-- WHAT YOU NEED TO DO --
Please output exactly the part of the records below that opens with the line containing "Task: indicate one point per instance of the blonde" and closes with the line containing "Task: indicate one point per instance of the black winter", both lines included, and nothing else.
+-------+
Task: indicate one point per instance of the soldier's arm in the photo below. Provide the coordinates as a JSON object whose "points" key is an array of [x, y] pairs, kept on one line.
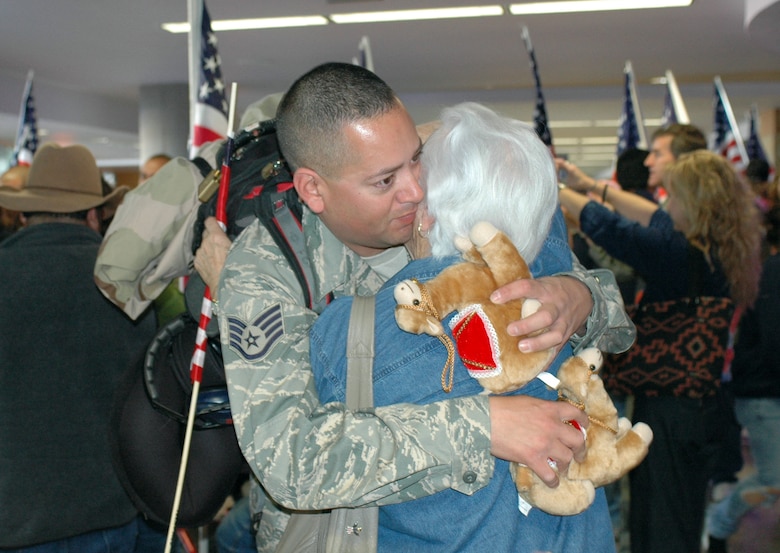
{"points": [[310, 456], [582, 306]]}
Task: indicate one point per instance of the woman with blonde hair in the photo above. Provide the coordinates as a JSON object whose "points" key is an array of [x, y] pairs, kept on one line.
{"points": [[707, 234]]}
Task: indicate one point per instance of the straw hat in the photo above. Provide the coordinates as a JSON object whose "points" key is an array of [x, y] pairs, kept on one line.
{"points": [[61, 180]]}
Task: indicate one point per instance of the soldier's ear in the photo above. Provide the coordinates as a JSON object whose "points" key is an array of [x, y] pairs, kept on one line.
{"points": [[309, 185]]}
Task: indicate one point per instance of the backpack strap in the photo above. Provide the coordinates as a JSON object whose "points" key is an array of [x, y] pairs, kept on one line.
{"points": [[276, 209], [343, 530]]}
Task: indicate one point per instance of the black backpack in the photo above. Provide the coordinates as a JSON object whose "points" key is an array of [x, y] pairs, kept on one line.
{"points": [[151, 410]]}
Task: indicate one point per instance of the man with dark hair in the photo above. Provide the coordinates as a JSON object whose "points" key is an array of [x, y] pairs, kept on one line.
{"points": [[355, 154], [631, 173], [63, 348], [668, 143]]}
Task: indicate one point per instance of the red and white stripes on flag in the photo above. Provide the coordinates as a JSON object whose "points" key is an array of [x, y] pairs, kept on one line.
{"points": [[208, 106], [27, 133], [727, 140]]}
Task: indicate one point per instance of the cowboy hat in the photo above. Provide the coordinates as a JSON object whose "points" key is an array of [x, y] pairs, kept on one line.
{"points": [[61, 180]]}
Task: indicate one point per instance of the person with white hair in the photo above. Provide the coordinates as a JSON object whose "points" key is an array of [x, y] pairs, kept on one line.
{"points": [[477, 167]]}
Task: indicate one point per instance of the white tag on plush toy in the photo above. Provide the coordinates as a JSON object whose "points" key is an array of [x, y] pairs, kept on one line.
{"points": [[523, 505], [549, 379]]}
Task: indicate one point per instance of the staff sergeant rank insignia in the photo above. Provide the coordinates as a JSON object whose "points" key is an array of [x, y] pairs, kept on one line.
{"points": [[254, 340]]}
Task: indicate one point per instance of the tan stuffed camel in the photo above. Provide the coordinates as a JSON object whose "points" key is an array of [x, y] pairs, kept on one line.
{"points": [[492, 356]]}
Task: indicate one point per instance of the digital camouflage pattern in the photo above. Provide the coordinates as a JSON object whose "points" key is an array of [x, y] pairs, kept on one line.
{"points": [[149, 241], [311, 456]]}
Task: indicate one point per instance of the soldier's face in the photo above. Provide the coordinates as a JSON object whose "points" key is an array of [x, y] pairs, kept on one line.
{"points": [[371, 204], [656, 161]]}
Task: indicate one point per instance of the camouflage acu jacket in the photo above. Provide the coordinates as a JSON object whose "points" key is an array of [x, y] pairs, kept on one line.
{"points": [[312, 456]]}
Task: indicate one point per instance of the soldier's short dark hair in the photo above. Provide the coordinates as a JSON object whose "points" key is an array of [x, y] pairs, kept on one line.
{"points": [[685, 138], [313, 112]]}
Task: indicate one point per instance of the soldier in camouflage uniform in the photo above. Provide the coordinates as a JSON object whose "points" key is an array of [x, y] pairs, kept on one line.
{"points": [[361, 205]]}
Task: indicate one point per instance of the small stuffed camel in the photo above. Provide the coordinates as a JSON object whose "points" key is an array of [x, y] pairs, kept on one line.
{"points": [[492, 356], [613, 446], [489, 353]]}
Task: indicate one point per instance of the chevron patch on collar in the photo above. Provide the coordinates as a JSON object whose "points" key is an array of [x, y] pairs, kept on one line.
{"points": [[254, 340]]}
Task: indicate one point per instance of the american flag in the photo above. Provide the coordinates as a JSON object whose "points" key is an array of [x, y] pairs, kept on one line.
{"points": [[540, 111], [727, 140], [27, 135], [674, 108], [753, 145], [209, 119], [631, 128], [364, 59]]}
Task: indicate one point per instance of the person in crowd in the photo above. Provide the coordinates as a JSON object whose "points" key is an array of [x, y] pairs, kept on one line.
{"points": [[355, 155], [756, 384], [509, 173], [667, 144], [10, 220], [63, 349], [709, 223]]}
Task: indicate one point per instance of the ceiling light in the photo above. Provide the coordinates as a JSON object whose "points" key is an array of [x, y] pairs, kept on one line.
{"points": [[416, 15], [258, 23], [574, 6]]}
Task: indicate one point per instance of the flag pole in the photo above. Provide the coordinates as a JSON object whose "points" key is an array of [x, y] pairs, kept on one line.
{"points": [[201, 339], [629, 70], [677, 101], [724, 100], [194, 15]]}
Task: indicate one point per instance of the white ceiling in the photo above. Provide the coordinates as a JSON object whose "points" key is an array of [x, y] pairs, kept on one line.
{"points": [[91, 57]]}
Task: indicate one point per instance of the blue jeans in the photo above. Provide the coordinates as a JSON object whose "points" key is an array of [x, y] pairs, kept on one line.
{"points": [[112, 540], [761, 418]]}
+-------+
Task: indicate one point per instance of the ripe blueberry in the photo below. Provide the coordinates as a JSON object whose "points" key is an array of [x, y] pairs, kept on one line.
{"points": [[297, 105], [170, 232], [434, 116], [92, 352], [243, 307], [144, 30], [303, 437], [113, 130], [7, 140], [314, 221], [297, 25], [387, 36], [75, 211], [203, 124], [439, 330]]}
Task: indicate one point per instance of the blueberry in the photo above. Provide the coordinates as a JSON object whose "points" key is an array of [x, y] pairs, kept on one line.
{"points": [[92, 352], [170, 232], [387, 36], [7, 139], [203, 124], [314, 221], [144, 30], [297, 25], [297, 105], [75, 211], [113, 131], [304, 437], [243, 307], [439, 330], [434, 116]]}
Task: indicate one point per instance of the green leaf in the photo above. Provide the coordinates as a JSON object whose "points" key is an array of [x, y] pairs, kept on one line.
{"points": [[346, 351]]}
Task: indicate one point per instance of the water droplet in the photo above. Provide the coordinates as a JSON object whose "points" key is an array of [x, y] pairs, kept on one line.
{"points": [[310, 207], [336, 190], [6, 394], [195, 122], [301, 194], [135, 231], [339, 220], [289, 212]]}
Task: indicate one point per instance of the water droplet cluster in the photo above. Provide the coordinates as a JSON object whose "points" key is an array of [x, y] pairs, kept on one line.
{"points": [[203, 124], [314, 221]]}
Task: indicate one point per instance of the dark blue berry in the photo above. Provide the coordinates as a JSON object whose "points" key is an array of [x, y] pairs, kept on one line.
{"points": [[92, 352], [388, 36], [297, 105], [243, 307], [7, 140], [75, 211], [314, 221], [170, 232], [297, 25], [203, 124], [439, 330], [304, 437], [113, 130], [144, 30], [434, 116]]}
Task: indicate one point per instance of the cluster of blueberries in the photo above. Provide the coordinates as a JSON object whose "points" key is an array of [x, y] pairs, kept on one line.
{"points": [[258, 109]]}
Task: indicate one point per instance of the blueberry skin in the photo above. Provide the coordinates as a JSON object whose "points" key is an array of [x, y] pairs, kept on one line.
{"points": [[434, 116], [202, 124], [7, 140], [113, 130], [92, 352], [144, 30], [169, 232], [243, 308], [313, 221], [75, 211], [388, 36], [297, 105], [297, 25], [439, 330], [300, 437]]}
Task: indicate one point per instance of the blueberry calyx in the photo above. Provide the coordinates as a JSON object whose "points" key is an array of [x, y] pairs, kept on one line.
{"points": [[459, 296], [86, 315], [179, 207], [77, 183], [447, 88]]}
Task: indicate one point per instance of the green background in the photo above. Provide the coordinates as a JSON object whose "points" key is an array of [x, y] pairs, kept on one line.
+-------+
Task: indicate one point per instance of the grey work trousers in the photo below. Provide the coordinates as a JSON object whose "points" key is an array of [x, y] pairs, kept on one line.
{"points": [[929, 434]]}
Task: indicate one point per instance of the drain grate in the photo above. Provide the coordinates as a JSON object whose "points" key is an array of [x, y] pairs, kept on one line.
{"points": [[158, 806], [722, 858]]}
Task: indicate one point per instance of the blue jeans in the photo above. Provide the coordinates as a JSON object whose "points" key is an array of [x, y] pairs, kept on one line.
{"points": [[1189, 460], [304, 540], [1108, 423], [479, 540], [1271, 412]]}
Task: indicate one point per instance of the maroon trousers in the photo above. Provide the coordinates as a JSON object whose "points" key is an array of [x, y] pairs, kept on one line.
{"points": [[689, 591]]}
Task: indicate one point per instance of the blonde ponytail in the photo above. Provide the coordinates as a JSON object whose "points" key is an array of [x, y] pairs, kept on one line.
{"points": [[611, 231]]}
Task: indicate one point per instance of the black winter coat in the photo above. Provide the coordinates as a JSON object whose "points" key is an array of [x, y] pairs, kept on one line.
+-------+
-- RESPONSE BOX --
Task: indicate one point per instance of the blonde ponytail in the photo above. Provide the coordinates as a JSON object whose "points" key is an array of [x, y] pairs, kept on one line.
{"points": [[611, 231]]}
Task: indicate one point per instance of the black winter coat in the photo above. Provide the coordinates as a JSON object whose "points" key is an array of [x, y] pairs, kept on one line.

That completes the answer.